Your instructions
Reproduce each of the rows below verbatim, preserving every line in its original order.

--- --- ---

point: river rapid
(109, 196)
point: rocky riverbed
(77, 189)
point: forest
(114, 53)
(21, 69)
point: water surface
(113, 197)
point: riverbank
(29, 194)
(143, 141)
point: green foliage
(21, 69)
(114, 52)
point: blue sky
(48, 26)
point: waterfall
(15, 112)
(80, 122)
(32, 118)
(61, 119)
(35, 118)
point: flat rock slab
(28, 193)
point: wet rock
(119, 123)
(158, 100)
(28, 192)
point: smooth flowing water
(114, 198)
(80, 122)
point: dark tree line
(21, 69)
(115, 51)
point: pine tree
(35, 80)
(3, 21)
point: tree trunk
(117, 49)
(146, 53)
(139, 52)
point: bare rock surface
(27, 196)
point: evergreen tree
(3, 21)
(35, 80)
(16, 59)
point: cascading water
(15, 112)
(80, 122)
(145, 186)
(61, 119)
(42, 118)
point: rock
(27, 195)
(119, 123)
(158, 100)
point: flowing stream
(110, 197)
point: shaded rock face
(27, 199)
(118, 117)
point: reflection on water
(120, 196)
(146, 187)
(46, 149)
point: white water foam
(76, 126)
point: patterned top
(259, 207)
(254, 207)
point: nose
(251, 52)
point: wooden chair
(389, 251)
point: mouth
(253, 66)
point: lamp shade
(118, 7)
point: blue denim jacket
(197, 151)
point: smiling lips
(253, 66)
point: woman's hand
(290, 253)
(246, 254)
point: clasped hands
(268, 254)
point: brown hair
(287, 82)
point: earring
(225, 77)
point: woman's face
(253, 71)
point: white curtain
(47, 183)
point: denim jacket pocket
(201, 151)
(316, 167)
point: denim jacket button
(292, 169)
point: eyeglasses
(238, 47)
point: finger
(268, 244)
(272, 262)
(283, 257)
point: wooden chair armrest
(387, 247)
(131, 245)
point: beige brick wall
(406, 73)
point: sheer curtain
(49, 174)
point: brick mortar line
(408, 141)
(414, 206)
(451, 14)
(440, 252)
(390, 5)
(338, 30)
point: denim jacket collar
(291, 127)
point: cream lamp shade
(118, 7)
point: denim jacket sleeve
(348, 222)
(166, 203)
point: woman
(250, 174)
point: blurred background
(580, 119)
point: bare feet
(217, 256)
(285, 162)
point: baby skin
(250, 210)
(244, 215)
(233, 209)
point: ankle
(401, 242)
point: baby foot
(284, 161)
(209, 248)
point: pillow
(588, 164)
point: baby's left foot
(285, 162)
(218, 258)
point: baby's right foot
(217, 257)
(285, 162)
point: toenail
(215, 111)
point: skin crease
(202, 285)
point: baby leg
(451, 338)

--- --- ---

Right answer
point: river rapid
(109, 196)
point: rocky riverbed
(77, 189)
point: forest
(114, 53)
(21, 69)
point: water surface
(113, 197)
point: riverbank
(29, 194)
(143, 141)
point: green foliage
(21, 69)
(114, 52)
point: blue sky
(48, 26)
point: waterfall
(15, 112)
(80, 122)
(32, 118)
(61, 119)
(35, 118)
point: flat rock slab
(28, 193)
point: wet rock
(119, 123)
(158, 100)
(28, 192)
point: smooth flowing water
(114, 198)
(80, 122)
point: dark tree line
(21, 69)
(115, 51)
point: pine tree
(35, 80)
(3, 21)
point: tree trunk
(117, 49)
(146, 53)
(139, 52)
point: bare rock surface
(27, 196)
point: evergreen tree
(3, 21)
(35, 80)
(16, 59)
point: cascading water
(15, 112)
(80, 122)
(145, 186)
(61, 119)
(42, 118)
point: rock
(27, 195)
(119, 123)
(158, 100)
point: flowing stream
(110, 197)
point: shaded rock face
(27, 199)
(118, 117)
point: reflection on water
(120, 196)
(146, 187)
(46, 149)
point: white water foam
(76, 126)
point: patterned top
(259, 207)
(254, 207)
point: nose
(251, 52)
point: wooden chair
(389, 251)
point: mouth
(253, 66)
point: lamp shade
(118, 7)
point: blue denim jacket
(197, 151)
point: smiling lips
(253, 66)
point: woman's hand
(290, 253)
(246, 254)
point: clasped hands
(268, 254)
point: brown hair
(287, 82)
point: earring
(225, 77)
point: woman's face
(253, 71)
point: white curtain
(47, 183)
point: denim jacket pocket
(201, 151)
(316, 167)
point: denim jacket button
(292, 169)
point: eyeglasses
(238, 47)
point: finger
(268, 244)
(272, 262)
(283, 257)
point: wooden chair armrest
(387, 247)
(131, 245)
point: beige brick wall
(406, 73)
point: sheer curtain
(49, 174)
point: brick mortar line
(408, 141)
(414, 206)
(451, 14)
(440, 252)
(390, 5)
(338, 30)
point: denim jacket collar
(291, 127)
point: cream lamp shade
(118, 7)
point: denim jacket sleeve
(348, 222)
(166, 203)
point: woman
(250, 174)
point: blurred background
(580, 119)
point: bare feet
(217, 256)
(285, 162)
point: baby skin
(250, 210)
(244, 215)
(233, 209)
point: ankle
(401, 242)
point: baby foot
(284, 161)
(209, 248)
point: pillow
(588, 164)
point: baby's left foot
(285, 162)
(218, 258)
point: baby's right foot
(217, 257)
(285, 162)
point: toenail
(215, 111)
point: skin crease
(202, 285)
point: baby leg
(451, 338)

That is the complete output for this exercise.